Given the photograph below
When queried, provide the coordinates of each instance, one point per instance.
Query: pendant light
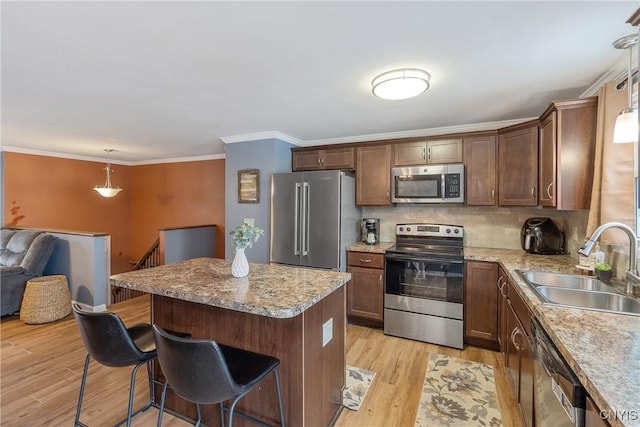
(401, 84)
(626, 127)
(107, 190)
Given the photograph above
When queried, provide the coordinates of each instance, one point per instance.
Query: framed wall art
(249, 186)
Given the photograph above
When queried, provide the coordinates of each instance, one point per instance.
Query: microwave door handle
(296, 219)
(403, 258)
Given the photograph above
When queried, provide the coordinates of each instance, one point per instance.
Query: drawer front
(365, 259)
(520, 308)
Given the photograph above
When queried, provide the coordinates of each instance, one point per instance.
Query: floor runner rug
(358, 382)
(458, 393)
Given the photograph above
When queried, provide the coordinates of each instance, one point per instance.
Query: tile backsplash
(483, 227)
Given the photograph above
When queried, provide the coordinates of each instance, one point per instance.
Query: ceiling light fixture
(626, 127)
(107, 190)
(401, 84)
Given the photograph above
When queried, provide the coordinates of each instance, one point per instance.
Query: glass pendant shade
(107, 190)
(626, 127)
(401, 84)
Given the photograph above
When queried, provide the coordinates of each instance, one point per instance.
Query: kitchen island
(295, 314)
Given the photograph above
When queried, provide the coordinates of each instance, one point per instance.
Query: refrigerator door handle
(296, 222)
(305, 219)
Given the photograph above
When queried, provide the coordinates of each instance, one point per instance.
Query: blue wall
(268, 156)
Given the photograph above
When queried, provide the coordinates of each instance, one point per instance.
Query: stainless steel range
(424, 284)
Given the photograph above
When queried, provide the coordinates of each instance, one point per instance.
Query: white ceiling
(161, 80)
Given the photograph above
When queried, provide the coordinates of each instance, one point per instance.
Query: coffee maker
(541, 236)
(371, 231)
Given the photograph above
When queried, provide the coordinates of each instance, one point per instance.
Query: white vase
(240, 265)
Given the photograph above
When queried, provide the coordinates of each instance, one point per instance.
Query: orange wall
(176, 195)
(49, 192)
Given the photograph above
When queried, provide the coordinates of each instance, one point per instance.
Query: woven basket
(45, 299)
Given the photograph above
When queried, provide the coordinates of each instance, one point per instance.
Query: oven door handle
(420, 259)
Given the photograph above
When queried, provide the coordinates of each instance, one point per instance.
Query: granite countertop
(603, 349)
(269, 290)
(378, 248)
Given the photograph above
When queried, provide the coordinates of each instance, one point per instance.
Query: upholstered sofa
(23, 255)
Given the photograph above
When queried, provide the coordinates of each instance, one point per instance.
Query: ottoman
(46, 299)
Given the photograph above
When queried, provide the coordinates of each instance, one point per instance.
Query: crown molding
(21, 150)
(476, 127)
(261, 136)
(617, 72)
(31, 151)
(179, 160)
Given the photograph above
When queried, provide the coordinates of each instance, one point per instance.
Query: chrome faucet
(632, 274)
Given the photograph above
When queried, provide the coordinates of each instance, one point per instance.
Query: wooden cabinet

-.-.-

### PROBLEM STATEMENT
Reproduce the listing word for word, but keep the pictures out of it.

### RESULT
Given the photograph below
When queried, provide the coordinates of each instance, one point per instance.
Query: pendant light
(401, 84)
(626, 127)
(107, 190)
Given the photograph above
When queried, provide the coordinates of each instance, one point per instance.
Query: framed wall art
(249, 186)
Given the photograph above
When queried, provide the coordinates of each instance, one point per instance.
Query: microwave door handle
(296, 219)
(403, 258)
Given the photograph above
When queried, provide the coordinates of each instance, one point per instance.
Query: drawer front
(365, 259)
(520, 308)
Given the photograph above
When queried, provide the coordinates of each instance, one point per instance.
Query: floor runner rug
(358, 382)
(458, 393)
Given the photograph above
When queried, provide the coordinates of each instance, one point per instance.
Query: tile backsplash
(483, 227)
Given the photograph above
When queried, provide the coordinates of each instance, one point per instance.
Query: ceiling light fixture
(626, 127)
(107, 190)
(401, 84)
Given the photograph above
When queried, provide the coordinates of each instance, one point per instance.
Query: glass pendant shade
(107, 190)
(626, 127)
(401, 84)
Given the photograph above
When queried, provide the coordinates of each instance, one point per instance.
Query: kitchen island
(295, 314)
Given the photograph above
When queried, provide the coordinates of each instance, one point per instance.
Query: refrigerator door handle
(296, 222)
(305, 219)
Given the photograph above
When queried, provide the coordinates of each instance, one point per instance.
Query: blue wall
(268, 156)
Given the photograph above
When queried, provide the coordinates of each instance, one point per instance.
Query: stainless steel range
(424, 284)
Given the photograph above
When queried, provide the coordinates of each instance, one point per instance.
Query: white ceiling
(161, 80)
Given the photograph above
When queried, provide the coordinates of each instance, one point per instance.
Query: coffee maker
(541, 236)
(371, 231)
Given the photograph above
When queried, provide the coordinates of each instance, one point per instance.
Query: white vase
(240, 265)
Given the photograph above
When queried, provide the coordinates of each instance, one point per instance.
Query: orange wall
(176, 195)
(49, 192)
Given the photograph above
When queried, provide the coordinates of each instance, one point per instance.
Query: woven basket
(45, 299)
Given the photograph above
When queried, provide the coordinates of each instance, one point per instance.
Query: oven door handle
(420, 259)
Given the photograph above
When queried, provide the coordinates of each instance, one point per instance.
Query: granite countertop
(603, 349)
(269, 290)
(378, 248)
Given the photograph above
When queried, provide the coordinates of each instance, one point per instance.
Query: upholstered sofa
(23, 255)
Given the photograph above
When queried, provide the coordinates of each instance, one point per instance.
Query: ottoman
(46, 299)
Given the photograph above
When queried, provide the coordinates of each instance, one point per instance.
Query: crown molding
(21, 150)
(476, 127)
(261, 136)
(617, 72)
(31, 151)
(179, 160)
Given the photograph above
When queried, provide the coordinates of each instance, one point per instance.
Query: chrome faucet
(632, 274)
Given the photograph above
When queried, provide the coordinates of each instance, one point per instance.
Query: wooden cabinet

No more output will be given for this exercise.